EXERCISE
From the listing below, pick out every line that contains the word "windshield" and copy those lines unchanged.

Region labeling records

▼

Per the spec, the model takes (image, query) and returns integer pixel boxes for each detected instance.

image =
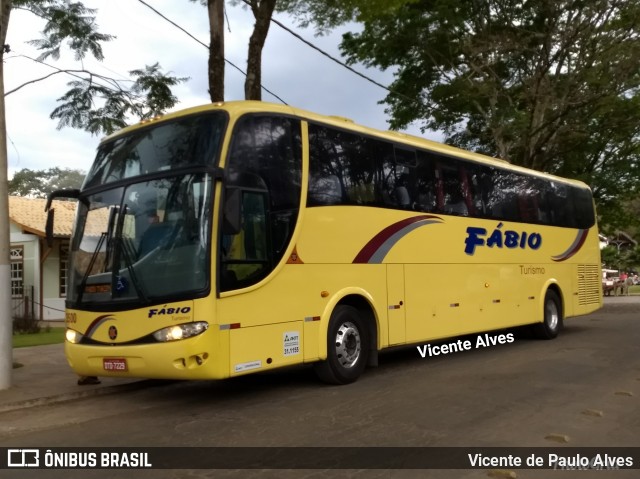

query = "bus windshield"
[67,114,226,309]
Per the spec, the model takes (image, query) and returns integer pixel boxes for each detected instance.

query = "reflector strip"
[220,323,240,331]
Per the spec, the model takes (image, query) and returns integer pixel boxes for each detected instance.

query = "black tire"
[314,305,369,384]
[533,289,563,339]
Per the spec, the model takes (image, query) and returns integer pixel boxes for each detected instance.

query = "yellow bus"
[50,101,602,384]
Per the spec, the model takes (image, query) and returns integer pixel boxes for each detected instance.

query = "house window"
[60,240,69,298]
[11,246,24,298]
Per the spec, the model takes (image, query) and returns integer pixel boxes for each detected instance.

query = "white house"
[9,196,76,320]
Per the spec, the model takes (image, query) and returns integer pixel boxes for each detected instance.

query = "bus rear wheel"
[533,289,562,339]
[314,305,369,384]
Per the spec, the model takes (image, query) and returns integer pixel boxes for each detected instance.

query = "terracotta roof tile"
[9,196,76,237]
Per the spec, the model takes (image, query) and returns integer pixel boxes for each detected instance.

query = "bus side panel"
[405,264,539,342]
[229,321,303,376]
[217,264,388,366]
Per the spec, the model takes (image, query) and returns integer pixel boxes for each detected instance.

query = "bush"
[13,315,40,334]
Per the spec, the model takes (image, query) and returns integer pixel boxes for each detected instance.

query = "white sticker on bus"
[233,361,262,373]
[283,331,300,356]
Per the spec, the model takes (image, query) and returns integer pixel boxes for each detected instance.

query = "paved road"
[0,297,640,479]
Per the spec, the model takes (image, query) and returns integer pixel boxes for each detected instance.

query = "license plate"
[102,358,129,371]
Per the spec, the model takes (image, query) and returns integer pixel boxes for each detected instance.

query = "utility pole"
[0,0,13,390]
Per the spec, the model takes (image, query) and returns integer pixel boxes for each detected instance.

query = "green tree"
[9,166,86,198]
[290,0,640,227]
[6,0,186,134]
[190,0,278,102]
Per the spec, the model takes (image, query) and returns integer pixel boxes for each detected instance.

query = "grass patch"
[13,328,65,348]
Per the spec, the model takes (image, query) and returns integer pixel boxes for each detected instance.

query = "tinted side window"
[307,124,595,228]
[307,124,406,208]
[220,115,302,291]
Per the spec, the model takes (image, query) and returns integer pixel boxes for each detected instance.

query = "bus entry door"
[387,264,406,345]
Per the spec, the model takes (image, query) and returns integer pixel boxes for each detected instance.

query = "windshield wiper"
[78,232,107,303]
[111,204,148,302]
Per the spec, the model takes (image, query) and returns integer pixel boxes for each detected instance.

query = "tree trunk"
[0,0,13,390]
[207,0,224,102]
[244,0,276,100]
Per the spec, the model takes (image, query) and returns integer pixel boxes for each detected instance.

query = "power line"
[138,0,287,105]
[242,0,416,108]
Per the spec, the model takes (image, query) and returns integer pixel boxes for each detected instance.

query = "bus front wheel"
[533,289,562,339]
[315,305,369,384]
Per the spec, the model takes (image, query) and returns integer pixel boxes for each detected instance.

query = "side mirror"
[222,187,242,235]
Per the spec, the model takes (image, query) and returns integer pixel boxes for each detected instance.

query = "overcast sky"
[4,0,436,180]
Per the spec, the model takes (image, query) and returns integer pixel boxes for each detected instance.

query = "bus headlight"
[153,321,209,342]
[64,329,82,344]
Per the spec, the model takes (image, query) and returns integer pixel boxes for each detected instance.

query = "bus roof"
[101,100,588,188]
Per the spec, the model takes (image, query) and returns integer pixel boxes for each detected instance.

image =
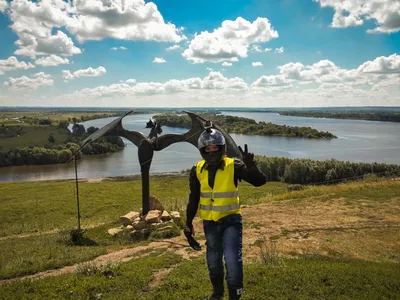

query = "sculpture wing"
[154,111,242,159]
[68,110,146,162]
[146,119,154,128]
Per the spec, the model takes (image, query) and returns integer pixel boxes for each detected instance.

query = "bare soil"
[0,197,400,290]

▲

CORRECT RESULT
query = "bus windshield"
query = "windshield wiper"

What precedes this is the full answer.